Records:
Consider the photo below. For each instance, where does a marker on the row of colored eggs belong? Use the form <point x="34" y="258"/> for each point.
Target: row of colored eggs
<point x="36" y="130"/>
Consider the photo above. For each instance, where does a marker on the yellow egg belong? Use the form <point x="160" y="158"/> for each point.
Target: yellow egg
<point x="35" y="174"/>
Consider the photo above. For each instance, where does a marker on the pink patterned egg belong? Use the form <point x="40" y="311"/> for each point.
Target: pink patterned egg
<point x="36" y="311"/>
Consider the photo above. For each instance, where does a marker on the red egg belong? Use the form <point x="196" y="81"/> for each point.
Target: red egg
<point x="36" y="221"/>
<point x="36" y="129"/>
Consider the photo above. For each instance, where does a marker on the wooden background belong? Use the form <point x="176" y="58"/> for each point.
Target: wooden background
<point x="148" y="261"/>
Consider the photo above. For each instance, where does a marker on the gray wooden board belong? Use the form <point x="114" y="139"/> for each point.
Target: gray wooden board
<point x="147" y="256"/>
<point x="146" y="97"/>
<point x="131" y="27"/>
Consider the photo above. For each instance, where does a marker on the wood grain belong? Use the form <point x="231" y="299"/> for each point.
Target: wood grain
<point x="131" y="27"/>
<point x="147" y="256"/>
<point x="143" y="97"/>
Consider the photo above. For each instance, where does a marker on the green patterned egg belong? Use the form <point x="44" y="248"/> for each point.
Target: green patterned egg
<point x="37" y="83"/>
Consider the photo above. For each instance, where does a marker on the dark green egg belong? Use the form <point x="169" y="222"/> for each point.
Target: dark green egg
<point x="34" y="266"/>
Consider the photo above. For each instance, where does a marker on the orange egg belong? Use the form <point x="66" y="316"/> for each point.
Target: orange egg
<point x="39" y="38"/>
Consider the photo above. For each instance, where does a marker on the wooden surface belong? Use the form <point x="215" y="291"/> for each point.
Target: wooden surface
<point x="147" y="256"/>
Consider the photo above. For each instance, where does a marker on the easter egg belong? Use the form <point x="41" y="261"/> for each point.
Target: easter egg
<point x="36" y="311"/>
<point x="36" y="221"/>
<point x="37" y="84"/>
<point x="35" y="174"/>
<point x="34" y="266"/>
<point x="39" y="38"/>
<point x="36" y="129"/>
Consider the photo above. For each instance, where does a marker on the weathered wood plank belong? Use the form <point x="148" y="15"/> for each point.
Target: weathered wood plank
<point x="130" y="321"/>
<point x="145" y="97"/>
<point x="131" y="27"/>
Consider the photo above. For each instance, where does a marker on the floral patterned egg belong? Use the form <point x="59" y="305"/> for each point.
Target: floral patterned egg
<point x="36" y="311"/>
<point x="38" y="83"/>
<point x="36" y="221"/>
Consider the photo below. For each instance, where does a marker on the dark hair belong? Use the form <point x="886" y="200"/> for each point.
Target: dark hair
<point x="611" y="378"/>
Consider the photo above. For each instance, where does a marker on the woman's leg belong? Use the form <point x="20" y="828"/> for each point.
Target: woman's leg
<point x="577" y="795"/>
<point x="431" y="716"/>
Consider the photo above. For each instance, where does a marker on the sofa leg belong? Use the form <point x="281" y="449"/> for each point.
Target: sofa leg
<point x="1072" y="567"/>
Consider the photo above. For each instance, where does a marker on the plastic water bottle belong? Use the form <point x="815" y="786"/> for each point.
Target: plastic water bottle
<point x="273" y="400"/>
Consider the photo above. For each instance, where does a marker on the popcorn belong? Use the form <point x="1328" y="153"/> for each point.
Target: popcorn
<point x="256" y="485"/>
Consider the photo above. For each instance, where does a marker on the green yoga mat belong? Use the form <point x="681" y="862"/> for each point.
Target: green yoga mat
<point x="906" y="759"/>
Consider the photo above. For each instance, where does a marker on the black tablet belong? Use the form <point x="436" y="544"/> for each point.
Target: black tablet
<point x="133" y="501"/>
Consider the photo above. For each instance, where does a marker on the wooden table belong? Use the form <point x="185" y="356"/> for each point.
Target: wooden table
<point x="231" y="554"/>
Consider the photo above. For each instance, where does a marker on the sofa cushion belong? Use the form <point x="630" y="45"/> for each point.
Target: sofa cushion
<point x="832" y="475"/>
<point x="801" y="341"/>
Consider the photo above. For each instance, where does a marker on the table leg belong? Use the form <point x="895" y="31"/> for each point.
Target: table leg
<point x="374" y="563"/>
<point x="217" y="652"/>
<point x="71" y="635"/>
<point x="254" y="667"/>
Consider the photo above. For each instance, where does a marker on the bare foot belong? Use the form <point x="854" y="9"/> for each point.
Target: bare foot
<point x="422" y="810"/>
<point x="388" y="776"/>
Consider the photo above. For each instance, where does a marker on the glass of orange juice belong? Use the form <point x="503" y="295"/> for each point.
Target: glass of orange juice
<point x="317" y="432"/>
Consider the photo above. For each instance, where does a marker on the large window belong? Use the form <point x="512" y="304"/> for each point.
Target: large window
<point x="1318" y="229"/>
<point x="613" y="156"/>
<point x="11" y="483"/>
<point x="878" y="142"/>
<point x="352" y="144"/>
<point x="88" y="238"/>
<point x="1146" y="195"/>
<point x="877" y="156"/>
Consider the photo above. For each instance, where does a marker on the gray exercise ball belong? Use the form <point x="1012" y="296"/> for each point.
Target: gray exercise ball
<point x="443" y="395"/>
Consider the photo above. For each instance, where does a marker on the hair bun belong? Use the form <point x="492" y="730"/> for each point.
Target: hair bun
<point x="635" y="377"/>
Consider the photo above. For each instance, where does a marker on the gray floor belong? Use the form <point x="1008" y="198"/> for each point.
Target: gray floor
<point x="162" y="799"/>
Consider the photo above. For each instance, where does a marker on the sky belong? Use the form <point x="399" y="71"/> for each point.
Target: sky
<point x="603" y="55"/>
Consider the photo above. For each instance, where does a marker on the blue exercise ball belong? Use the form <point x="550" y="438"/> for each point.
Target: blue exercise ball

Problem to solve: Transcribe every entry exactly.

Solution to this exercise:
Consider the photo below. For each instance, where does a marker on the row of colored eggs belong? Use the form <point x="34" y="258"/> for each point.
Target: row of colored eggs
<point x="36" y="130"/>
Consider the photo above. For each instance, where does a marker on the yellow egg belong? Use the form <point x="160" y="158"/> for each point.
Target: yellow egg
<point x="35" y="174"/>
Consider the photo above. For each instance, where does a marker on the pink patterned egg belong? Use the form <point x="40" y="311"/> for each point.
Target: pink patterned egg
<point x="36" y="311"/>
Consider the photo above. For each instance, where does a marker on the red egg belong? Use the form <point x="196" y="81"/> for each point.
Target: red egg
<point x="36" y="221"/>
<point x="36" y="129"/>
Consider the photo above. For each instance, where does a marker on the wooden background belong? Use the form <point x="176" y="58"/> for each point.
Target: wooden background
<point x="148" y="261"/>
Consider the photo above. For each instance, where does a marker on the gray wooden board belong? Use the form <point x="114" y="139"/> for each point.
Target: gray wooden board
<point x="147" y="256"/>
<point x="146" y="97"/>
<point x="131" y="27"/>
Consider the photo above. For each instance, where does a marker on the wood grain belong? Use the form <point x="231" y="299"/> for each point.
Target: wood grain
<point x="131" y="27"/>
<point x="147" y="256"/>
<point x="143" y="97"/>
Consider the photo above. For each instance, where does a marker on the green patterned egg belong? Use the form <point x="44" y="248"/> for each point.
Target: green patterned egg
<point x="37" y="83"/>
Consider the photo above. For each instance, where does a marker on the dark green egg belong? Use the form <point x="169" y="222"/> for each point.
Target: dark green egg
<point x="34" y="266"/>
Consider the photo above. For each instance, where does a marker on the orange egg belong? Use the form <point x="66" y="316"/> for each point.
Target: orange egg
<point x="39" y="38"/>
Consider the photo above. For each instance, where does a marker on the wooden surface belong? Use the form <point x="215" y="291"/> for each point.
Target: wooden surface
<point x="147" y="256"/>
Consider the photo above. For each instance, where does a marker on the easter egg belong? Use the form <point x="41" y="261"/> for each point.
Target: easter egg
<point x="36" y="311"/>
<point x="36" y="221"/>
<point x="37" y="84"/>
<point x="35" y="174"/>
<point x="34" y="266"/>
<point x="39" y="38"/>
<point x="36" y="129"/>
Consider the photo above. For each instance, where does a marker on the weathered wood plank belong? Use the form <point x="148" y="15"/> for each point.
Target: weathered wood plank
<point x="130" y="321"/>
<point x="145" y="97"/>
<point x="131" y="27"/>
Consider the photo above. For each instance, where does a marker on the floral patterned egg belong? Use the form <point x="59" y="305"/> for each point.
Target: floral patterned egg
<point x="36" y="311"/>
<point x="38" y="83"/>
<point x="36" y="221"/>
Consider the photo below. For each instance, where does a marker on the dark hair belong? Use the form <point x="886" y="200"/> for each point.
Target: dark hair
<point x="611" y="378"/>
Consider the photo above. For each instance, where does a marker on the woman's leg belong? Use the form <point x="20" y="828"/> for each point.
Target: woman's leg
<point x="577" y="795"/>
<point x="431" y="716"/>
Consider the photo above. For each instance, where does a marker on the sofa leg belong? Use the form <point x="281" y="449"/> for each point.
Target: sofa leg
<point x="1072" y="567"/>
Consider the photo above. For each instance, where does a marker on the plastic water bottle belong? Use the form <point x="815" y="786"/> for each point.
Target: plastic water bottle
<point x="273" y="400"/>
Consider the photo above. For each instance, where does a marker on the popcorn belong? Use the form <point x="1328" y="153"/> for each point.
Target: popcorn
<point x="256" y="485"/>
Consider the photo above. For each instance, where does a marker on the green yoga mat belong? Use the form <point x="681" y="862"/> for each point.
Target: green yoga mat
<point x="906" y="759"/>
Consider the photo above. For each instance, where does a marker on the black tablet belong? Use the form <point x="436" y="544"/> for each point.
Target: black tablet
<point x="133" y="501"/>
Consider the photo above. For each instance, where does a marker on the wooden table belong? Use the form <point x="185" y="356"/> for each point.
Target: wooden table
<point x="231" y="554"/>
Consider the photo above. For each instance, where does a marker on the sofa cushion belong? Use the form <point x="630" y="45"/> for each point.
Target: sofa cushion
<point x="832" y="475"/>
<point x="801" y="341"/>
Consider the photo above. For each instance, where does a marker on the table leg belong? Use the form <point x="895" y="31"/> for each point.
Target: table leg
<point x="374" y="563"/>
<point x="217" y="652"/>
<point x="71" y="635"/>
<point x="254" y="667"/>
Consider the photo above. For each instance, where does a marker on the bare foot belong? Use the form <point x="854" y="9"/> for each point.
Target: bare foot
<point x="422" y="810"/>
<point x="388" y="776"/>
Consider the photo above. For each instance, where does a marker on the glass of orange juice belong? Use the form <point x="503" y="295"/> for each point.
Target: glass of orange juice
<point x="317" y="432"/>
Consider the photo above. For each instance, where does a marker on the large window belong? Use the form <point x="512" y="304"/> for each point.
Target: large window
<point x="1318" y="229"/>
<point x="613" y="156"/>
<point x="11" y="483"/>
<point x="878" y="142"/>
<point x="352" y="144"/>
<point x="88" y="238"/>
<point x="1146" y="195"/>
<point x="877" y="156"/>
Consider the photo above. For each instance, where does a marker on the gray exercise ball belong? Use the form <point x="1012" y="296"/> for each point.
Target: gray exercise ball
<point x="443" y="395"/>
Consider the photo above. For each instance, where does a marker on the hair bun belong? Use the form <point x="492" y="730"/> for each point.
Target: hair bun
<point x="635" y="377"/>
Consider the photo above. For each instance, where does a marker on the gray floor belong? Use the form <point x="1008" y="198"/> for each point.
Target: gray floor
<point x="162" y="799"/>
Consider the photo above. For each instance, where does a marker on the sky belong? Use the form <point x="399" y="71"/> for each point.
Target: sky
<point x="603" y="55"/>
Consider the photo above. For each instance, where does a marker on the blue exercise ball belong? Use the form <point x="550" y="438"/> for each point.
Target: blue exercise ball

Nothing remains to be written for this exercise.